» **JOB 1**
Copy the passage of the scikit-learn memory error thread below, from "Would request experts" up to and including "would be appreciated.".

» **PAGE EXCERPT**
——————————

0

Description

I am running a python code using scikit-learn machine learning algorithm where the size of the input table is close to 100GB. Please check the error message below:-->

Traceback (most recent call last):
File "/home/sasdemo/python/pipeline.py", line 130, in
Loading data from /XIVData/eecteam/casData/imsimDatalabel_10M.csv
Loading completed in 1560.0 seconds
##################
DecisionTreeRegressor
##################
Start time = Mon Oct 30 07:35:48 2017
min_samples_leaf=min_leaf_size), 'y')
File "/home/sasdemo/python/pipeline.py", line 74, in train_model
model.fit(X_train[predictors], X_train[target])
File "/opt/anaconda2/lib/python2.7/site-packages/sklearn/tree/tree.py", line 1029, in fit
X_idx_sorted=X_idx_sorted)
File "/opt/anaconda2/lib/python2.7/site-packages/sklearn/tree/tree.py", line 122, in fit
X = check_array(X, dtype=DTYPE, accept_sparse="csc")
File "/opt/anaconda2/lib/python2.7/site-packages/sklearn/utils/validation.py", line 382, in check_array
array = np.array(array, dtype=dtype, order=order, copy=copy)
**MemoryError**

The code reads a csv input file, creates a Pandas dataframe. Further, when you call the algorithm/modeling technique to create a model using the following statement, it internally tries to create a 'numPy' array which fails with memory issue while creating copy from Pandas dataframe.

model.fit(X_train[predictors], X_train[target])

This issue occurs when you use any machine learning algorithm.

Would request experts to help me solidify my understanding of the issue. Any additional thoughts or recommendations or referenced would be appreciated.

Python/Anaconda version used -- Python 2.7.13 :: Anaconda 4.3.1 (64-bit)

  • 1
    Do you have more than 100GB ram or why would you expect to be able to work with such a big file? – MB-F Nov 07 '17 at 12:17
  • I have 384GB RAM available on the system. – Rajesh Naidu Nov 08 '17 at 09:26
  • Ok, so the file fits into memory but you need to avoid temporary copies (which is not always possible with off-the-shelf functions). I would try to avoid Pandas and load the data directly into a numpy array ([see here](https://stackoverflow.com/questions/3518778/how-to-read-csv-into-record-array-in-numpy)). Also pay attention to data types. If the file contains only small integers and something converts them to float it may multiply the memory consumption. – MB-F Nov 08 '17 at 09:58
  • Thanks for the inputs. I will try this and see if it works – Rajesh Naidu Nov 08 '17 at 13:03

0 Answers0

——————————

» **EXTRACTED INFORMATION**
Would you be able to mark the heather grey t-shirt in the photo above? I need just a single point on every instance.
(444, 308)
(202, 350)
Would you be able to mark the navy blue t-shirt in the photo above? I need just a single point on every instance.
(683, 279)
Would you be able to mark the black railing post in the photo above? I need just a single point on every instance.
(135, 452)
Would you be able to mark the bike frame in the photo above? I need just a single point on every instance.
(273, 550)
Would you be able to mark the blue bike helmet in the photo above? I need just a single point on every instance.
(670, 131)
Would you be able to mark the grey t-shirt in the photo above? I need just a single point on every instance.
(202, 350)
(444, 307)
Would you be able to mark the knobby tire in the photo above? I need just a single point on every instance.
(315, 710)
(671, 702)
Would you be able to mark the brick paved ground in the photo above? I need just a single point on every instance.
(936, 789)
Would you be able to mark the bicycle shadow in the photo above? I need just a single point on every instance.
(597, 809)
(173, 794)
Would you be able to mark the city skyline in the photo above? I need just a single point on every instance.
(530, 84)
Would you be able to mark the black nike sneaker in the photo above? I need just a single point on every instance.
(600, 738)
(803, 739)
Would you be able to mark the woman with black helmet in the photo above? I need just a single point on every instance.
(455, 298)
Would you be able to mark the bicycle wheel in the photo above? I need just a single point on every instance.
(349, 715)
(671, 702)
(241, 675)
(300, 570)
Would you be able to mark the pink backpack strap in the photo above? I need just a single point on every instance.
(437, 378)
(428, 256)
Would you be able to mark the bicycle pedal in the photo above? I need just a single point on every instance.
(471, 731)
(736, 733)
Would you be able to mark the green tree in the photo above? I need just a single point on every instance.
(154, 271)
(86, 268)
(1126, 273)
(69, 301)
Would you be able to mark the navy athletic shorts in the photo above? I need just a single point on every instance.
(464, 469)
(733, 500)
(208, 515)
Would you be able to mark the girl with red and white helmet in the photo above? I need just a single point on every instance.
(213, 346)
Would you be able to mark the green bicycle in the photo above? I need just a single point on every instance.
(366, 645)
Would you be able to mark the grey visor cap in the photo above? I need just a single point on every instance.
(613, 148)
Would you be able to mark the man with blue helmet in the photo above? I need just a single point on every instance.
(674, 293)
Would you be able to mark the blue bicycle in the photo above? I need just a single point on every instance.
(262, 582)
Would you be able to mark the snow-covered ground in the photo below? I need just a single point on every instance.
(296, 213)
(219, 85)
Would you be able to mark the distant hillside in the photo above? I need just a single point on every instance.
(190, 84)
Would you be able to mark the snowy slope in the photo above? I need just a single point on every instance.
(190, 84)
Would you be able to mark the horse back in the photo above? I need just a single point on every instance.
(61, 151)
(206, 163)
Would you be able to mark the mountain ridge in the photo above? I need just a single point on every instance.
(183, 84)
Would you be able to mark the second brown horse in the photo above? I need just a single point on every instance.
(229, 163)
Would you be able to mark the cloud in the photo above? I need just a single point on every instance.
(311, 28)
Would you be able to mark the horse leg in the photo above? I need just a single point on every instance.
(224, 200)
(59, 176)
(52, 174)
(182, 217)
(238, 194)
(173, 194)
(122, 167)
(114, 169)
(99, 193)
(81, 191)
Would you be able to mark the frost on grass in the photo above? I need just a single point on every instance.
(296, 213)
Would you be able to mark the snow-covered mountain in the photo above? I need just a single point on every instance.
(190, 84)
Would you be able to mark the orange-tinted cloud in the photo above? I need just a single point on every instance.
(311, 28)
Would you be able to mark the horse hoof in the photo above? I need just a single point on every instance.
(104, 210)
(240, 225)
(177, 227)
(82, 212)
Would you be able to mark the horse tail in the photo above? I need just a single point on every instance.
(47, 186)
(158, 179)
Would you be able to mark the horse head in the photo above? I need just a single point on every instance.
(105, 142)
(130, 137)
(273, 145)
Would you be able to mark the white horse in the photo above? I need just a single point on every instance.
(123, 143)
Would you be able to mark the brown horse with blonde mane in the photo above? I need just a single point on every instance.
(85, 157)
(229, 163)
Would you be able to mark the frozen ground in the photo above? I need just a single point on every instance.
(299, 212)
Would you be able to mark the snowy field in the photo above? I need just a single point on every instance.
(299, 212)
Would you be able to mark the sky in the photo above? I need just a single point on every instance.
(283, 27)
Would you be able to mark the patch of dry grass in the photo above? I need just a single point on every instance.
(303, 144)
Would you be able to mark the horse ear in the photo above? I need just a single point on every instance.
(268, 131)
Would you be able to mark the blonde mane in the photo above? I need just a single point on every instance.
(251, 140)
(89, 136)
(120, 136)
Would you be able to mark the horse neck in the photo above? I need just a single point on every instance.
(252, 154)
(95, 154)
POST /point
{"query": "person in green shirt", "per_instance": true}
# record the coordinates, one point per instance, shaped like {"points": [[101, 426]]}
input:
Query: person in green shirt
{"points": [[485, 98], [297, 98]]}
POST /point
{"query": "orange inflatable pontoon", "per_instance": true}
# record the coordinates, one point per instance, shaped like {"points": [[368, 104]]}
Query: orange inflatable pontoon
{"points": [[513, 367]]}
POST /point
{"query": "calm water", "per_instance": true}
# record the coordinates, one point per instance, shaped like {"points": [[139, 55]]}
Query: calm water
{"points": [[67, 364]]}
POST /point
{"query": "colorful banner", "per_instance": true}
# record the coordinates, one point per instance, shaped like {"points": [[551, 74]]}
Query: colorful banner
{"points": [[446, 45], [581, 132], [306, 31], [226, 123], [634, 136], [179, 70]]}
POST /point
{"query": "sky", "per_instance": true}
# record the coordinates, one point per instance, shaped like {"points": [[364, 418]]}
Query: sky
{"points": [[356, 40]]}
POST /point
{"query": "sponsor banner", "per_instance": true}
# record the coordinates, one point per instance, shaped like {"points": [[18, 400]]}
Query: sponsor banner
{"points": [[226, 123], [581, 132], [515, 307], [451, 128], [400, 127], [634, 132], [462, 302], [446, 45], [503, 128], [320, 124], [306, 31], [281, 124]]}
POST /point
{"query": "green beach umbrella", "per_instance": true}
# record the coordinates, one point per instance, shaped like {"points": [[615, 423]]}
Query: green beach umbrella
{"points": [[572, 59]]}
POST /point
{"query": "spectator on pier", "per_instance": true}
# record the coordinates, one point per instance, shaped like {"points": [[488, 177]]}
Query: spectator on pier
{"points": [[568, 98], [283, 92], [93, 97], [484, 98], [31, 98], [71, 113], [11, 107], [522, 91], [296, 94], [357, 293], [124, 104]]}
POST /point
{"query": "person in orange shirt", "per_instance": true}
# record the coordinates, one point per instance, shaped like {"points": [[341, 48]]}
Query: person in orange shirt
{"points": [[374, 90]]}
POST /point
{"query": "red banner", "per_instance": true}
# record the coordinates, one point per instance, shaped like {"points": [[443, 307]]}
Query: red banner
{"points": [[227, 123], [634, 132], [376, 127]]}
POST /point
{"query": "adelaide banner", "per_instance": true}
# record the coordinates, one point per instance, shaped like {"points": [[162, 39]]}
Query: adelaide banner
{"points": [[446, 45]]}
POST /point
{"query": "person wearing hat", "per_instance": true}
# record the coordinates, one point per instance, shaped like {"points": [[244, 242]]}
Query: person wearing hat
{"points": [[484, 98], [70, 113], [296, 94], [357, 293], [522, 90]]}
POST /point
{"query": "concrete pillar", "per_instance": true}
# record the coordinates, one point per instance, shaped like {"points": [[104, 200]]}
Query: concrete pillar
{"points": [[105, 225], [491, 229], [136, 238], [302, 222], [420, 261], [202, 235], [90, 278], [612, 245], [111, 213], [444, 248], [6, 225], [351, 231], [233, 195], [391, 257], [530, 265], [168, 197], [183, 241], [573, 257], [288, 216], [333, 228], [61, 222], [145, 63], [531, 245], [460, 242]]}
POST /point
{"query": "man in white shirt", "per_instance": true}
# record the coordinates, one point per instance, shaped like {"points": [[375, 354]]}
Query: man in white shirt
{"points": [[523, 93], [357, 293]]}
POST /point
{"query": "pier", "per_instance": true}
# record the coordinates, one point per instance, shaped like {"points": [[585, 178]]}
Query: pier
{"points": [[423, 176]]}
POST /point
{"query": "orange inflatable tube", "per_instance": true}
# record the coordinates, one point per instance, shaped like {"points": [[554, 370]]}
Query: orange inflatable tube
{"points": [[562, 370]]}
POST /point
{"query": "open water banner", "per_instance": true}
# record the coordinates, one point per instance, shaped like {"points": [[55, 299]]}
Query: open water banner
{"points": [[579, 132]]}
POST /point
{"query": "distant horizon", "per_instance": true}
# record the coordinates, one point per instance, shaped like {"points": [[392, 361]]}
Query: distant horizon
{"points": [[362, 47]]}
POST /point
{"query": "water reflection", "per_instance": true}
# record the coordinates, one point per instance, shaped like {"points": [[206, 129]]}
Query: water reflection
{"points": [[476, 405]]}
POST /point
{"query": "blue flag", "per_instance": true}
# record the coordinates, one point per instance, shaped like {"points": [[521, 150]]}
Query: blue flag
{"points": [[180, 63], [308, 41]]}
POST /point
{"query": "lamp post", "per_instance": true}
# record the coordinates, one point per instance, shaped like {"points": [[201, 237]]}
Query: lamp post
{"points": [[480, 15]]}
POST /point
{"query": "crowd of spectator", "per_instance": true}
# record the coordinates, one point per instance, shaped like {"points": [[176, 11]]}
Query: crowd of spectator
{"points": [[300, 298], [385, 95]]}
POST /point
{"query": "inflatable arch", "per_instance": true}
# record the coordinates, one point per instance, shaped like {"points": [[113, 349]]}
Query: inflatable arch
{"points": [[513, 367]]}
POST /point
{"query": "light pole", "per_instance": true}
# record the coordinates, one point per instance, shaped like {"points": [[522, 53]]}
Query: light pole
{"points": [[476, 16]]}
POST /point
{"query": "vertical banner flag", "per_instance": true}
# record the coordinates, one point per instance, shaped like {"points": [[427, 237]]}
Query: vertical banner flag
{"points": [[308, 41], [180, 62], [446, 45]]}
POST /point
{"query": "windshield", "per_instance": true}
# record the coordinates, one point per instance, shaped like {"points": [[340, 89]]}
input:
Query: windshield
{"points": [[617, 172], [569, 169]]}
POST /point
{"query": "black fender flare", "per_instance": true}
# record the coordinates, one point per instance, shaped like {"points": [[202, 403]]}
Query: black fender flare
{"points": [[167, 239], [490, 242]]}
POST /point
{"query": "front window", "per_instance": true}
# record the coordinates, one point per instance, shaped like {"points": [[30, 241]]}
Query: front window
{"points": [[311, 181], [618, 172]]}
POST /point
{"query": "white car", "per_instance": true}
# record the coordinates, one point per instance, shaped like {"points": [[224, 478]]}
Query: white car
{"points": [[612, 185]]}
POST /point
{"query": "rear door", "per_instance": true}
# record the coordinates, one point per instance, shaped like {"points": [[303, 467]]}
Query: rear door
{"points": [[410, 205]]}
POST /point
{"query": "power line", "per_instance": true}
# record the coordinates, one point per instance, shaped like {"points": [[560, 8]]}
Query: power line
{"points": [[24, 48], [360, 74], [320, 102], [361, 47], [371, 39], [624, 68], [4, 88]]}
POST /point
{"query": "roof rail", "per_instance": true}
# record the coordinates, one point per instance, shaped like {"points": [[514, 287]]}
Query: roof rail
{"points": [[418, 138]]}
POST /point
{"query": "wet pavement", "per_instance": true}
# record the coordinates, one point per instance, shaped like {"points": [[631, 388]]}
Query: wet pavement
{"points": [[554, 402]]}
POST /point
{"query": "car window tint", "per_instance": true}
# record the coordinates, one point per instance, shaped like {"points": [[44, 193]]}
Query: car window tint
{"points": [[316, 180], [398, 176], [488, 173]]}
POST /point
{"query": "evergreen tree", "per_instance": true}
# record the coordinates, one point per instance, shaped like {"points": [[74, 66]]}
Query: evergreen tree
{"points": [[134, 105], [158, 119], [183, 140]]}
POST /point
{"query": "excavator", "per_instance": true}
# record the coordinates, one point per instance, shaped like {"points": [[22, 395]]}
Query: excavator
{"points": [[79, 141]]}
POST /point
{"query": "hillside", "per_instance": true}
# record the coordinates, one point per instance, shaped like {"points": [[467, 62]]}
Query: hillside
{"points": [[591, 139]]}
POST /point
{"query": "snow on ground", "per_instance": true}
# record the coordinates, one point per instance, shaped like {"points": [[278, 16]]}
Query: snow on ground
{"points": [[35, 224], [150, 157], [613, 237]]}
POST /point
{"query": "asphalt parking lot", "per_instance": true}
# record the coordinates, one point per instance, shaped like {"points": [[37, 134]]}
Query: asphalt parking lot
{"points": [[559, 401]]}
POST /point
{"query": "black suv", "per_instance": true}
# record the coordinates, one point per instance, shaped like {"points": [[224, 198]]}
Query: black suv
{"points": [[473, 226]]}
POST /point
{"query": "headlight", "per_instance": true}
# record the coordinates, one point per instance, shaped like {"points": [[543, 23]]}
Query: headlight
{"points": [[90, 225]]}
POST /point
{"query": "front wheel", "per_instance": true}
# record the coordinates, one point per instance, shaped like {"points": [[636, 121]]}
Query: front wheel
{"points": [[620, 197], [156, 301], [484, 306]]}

——————————

» **JOB 2**
List every line of the entries above that contains the string "tree", matching case exactly.

» **WORKED ANSWER 1**
Would request experts to help me solidify my understanding of the issue. Any additional thoughts or recommendations or referenced would be appreciated.

» **WORKED ANSWER 2**
Would you be able to mark the green tree in the photo above? I need just a single point on every instance.
{"query": "evergreen tree", "per_instance": true}
Query: evergreen tree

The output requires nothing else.